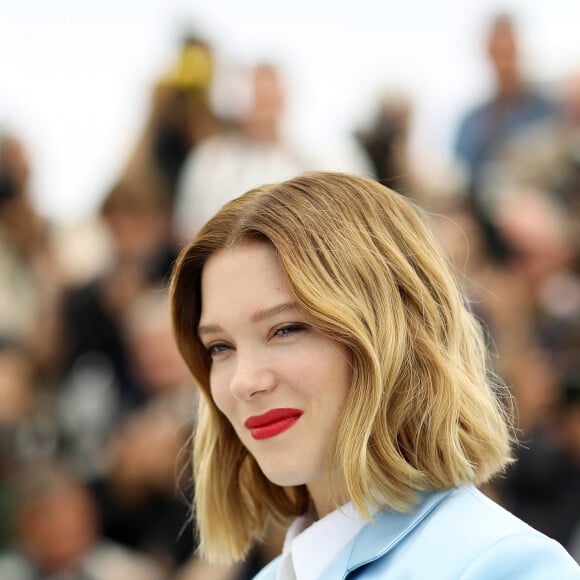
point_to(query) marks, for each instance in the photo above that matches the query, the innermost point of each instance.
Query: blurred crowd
(96, 407)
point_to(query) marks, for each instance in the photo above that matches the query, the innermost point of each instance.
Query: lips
(272, 423)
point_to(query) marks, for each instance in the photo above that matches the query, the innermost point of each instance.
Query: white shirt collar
(310, 545)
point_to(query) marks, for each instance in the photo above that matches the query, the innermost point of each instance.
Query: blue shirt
(454, 534)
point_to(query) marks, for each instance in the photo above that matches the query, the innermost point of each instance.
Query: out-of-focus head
(537, 232)
(56, 520)
(266, 102)
(503, 46)
(153, 352)
(137, 216)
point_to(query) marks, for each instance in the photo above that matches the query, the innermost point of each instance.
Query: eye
(216, 349)
(289, 329)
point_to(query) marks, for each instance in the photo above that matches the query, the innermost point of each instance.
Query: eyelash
(283, 331)
(289, 329)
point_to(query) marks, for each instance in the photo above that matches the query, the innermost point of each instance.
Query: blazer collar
(381, 536)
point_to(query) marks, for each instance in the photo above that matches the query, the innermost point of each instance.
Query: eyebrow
(258, 316)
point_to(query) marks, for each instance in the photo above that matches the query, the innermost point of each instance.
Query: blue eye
(215, 349)
(289, 329)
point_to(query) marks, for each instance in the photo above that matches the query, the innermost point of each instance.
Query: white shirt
(310, 545)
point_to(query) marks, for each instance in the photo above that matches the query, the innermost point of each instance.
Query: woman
(344, 385)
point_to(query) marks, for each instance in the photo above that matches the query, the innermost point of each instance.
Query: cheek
(220, 393)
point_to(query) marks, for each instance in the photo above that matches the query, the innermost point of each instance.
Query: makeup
(272, 423)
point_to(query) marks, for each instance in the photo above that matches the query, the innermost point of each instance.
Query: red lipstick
(272, 423)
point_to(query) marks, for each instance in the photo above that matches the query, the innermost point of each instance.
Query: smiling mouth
(272, 423)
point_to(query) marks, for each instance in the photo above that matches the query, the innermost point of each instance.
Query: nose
(252, 375)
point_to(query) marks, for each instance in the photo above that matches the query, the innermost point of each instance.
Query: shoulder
(471, 537)
(269, 571)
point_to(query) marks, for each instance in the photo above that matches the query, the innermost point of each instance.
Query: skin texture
(265, 355)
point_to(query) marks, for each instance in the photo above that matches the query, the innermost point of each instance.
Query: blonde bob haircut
(421, 412)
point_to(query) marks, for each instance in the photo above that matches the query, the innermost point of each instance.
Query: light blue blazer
(456, 534)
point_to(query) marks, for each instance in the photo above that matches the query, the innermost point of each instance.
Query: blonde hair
(421, 412)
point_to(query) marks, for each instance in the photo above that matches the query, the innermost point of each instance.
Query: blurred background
(125, 125)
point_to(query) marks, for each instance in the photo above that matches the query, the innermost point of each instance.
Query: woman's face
(280, 382)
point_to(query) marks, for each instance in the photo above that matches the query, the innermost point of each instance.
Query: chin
(284, 477)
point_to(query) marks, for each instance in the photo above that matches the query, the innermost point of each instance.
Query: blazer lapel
(378, 538)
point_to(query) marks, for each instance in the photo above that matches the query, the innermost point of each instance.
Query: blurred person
(57, 533)
(180, 116)
(386, 141)
(542, 486)
(30, 281)
(136, 218)
(498, 294)
(513, 107)
(345, 387)
(142, 494)
(568, 432)
(252, 151)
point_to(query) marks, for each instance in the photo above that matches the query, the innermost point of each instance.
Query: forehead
(245, 275)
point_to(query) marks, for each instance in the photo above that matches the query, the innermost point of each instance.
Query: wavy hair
(422, 411)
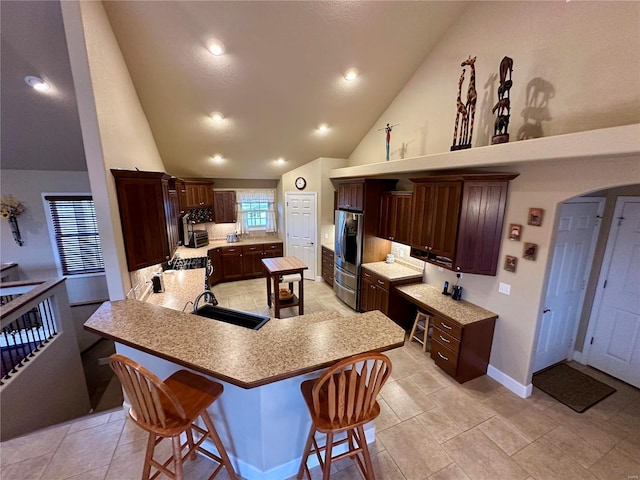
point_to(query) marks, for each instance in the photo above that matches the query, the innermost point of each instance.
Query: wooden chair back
(153, 404)
(346, 393)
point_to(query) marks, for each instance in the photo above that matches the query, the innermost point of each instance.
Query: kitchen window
(256, 210)
(74, 234)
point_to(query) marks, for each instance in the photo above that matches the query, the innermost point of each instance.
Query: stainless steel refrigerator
(348, 257)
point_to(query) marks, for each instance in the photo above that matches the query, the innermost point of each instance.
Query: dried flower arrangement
(10, 207)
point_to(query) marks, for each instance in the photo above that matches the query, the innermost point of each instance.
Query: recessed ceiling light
(216, 47)
(350, 74)
(37, 83)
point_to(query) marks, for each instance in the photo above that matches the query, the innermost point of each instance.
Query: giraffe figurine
(461, 113)
(472, 97)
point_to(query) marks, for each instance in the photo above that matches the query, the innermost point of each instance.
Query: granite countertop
(282, 348)
(432, 299)
(180, 286)
(186, 252)
(394, 271)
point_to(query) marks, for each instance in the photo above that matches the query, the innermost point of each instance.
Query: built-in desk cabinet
(377, 293)
(462, 350)
(462, 332)
(457, 220)
(327, 266)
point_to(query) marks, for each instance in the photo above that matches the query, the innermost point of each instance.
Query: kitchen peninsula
(261, 417)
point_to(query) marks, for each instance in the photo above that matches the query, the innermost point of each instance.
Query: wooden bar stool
(168, 409)
(420, 331)
(343, 399)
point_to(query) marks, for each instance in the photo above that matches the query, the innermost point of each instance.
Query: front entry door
(615, 343)
(572, 258)
(301, 229)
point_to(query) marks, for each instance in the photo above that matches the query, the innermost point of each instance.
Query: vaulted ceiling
(282, 75)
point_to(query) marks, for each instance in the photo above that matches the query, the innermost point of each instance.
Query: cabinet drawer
(447, 326)
(375, 279)
(444, 358)
(445, 339)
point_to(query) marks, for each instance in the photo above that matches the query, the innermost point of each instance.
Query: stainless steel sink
(235, 317)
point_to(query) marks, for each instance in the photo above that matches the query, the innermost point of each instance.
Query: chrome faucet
(207, 293)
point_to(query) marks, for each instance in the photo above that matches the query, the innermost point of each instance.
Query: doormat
(575, 389)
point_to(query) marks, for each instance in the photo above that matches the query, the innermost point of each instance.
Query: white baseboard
(288, 469)
(523, 391)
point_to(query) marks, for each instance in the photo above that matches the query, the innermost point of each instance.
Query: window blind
(76, 234)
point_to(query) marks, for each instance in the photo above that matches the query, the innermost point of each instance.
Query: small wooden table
(275, 268)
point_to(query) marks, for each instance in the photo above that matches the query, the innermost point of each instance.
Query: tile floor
(430, 427)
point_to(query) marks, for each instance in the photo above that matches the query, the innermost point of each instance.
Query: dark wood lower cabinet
(327, 266)
(241, 262)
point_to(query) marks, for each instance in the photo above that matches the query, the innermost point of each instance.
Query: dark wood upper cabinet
(395, 216)
(481, 221)
(145, 215)
(351, 196)
(224, 210)
(457, 220)
(198, 194)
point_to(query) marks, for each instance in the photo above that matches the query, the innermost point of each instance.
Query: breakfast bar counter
(282, 348)
(261, 417)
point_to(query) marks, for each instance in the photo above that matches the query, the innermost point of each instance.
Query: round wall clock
(300, 183)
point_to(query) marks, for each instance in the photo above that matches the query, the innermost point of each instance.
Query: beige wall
(115, 130)
(580, 50)
(586, 51)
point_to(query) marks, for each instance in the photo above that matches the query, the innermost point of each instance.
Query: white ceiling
(280, 78)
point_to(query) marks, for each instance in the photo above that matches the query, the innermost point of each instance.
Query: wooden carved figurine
(467, 111)
(461, 112)
(503, 105)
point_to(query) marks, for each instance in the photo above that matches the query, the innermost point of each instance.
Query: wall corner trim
(523, 391)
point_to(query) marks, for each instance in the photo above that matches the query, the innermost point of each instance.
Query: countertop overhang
(282, 348)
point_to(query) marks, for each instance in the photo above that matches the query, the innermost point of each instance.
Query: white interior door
(301, 229)
(576, 238)
(615, 342)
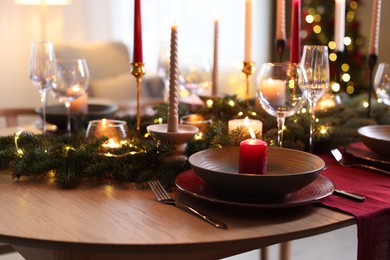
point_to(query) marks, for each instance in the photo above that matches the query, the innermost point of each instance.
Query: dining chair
(11, 115)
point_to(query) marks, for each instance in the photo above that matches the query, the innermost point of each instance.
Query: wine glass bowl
(42, 71)
(279, 90)
(70, 83)
(315, 60)
(382, 82)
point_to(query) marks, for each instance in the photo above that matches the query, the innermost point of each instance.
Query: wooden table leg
(264, 253)
(285, 251)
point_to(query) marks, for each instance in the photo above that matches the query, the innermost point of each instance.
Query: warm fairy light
(347, 40)
(209, 103)
(336, 87)
(184, 93)
(350, 16)
(350, 90)
(323, 130)
(353, 4)
(317, 29)
(332, 45)
(19, 151)
(333, 57)
(309, 18)
(346, 77)
(345, 67)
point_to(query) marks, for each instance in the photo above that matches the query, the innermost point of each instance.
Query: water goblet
(42, 71)
(382, 82)
(315, 60)
(70, 83)
(280, 93)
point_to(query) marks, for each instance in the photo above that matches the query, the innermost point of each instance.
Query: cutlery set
(163, 196)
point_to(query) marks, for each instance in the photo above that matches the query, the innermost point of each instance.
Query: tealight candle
(255, 125)
(253, 156)
(115, 130)
(79, 105)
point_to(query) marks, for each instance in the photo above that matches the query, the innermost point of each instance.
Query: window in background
(195, 20)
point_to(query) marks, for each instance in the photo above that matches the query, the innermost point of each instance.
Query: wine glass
(315, 60)
(280, 93)
(382, 82)
(70, 83)
(194, 74)
(42, 71)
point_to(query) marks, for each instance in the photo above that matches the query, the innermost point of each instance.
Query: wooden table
(97, 221)
(107, 220)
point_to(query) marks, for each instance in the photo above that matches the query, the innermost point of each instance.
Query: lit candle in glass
(255, 125)
(274, 91)
(253, 156)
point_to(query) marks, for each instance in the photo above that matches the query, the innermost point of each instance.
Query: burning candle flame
(252, 133)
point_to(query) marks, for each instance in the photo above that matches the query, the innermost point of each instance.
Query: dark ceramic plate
(288, 170)
(191, 184)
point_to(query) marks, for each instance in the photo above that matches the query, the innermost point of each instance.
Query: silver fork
(340, 159)
(163, 197)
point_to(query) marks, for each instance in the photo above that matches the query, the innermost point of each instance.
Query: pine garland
(73, 160)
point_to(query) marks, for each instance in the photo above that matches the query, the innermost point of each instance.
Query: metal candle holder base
(178, 140)
(138, 72)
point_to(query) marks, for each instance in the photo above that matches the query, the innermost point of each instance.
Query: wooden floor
(336, 245)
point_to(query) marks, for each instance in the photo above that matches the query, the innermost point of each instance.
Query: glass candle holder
(115, 130)
(198, 120)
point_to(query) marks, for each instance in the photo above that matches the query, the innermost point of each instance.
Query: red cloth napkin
(372, 215)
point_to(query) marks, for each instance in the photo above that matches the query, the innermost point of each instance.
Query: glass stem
(281, 120)
(43, 102)
(312, 105)
(68, 124)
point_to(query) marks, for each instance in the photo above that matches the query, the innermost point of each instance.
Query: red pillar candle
(137, 56)
(295, 44)
(253, 156)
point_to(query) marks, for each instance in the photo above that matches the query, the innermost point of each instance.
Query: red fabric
(372, 215)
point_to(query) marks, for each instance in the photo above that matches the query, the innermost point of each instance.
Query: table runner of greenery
(72, 160)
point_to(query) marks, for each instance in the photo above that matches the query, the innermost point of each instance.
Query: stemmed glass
(280, 93)
(315, 60)
(70, 83)
(42, 71)
(382, 82)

_EXERCISE_
Please print, unchanged, the lines from the one holding "Query: red fabric" through the last line of the listing above, including both and omitting the rest.

_SOLUTION FOR THIS EXERCISE_
Query: red fabric
(372, 215)
point_to(query) marks, for each instance in the photo above that matches the query, the innermost point of each instance.
Query: table runner of greenery
(72, 160)
point_to(query) marks, for each instance in the photo above that matches the query, the innermost point of each instance.
Query: stemmed glass
(280, 93)
(315, 60)
(70, 83)
(42, 71)
(382, 82)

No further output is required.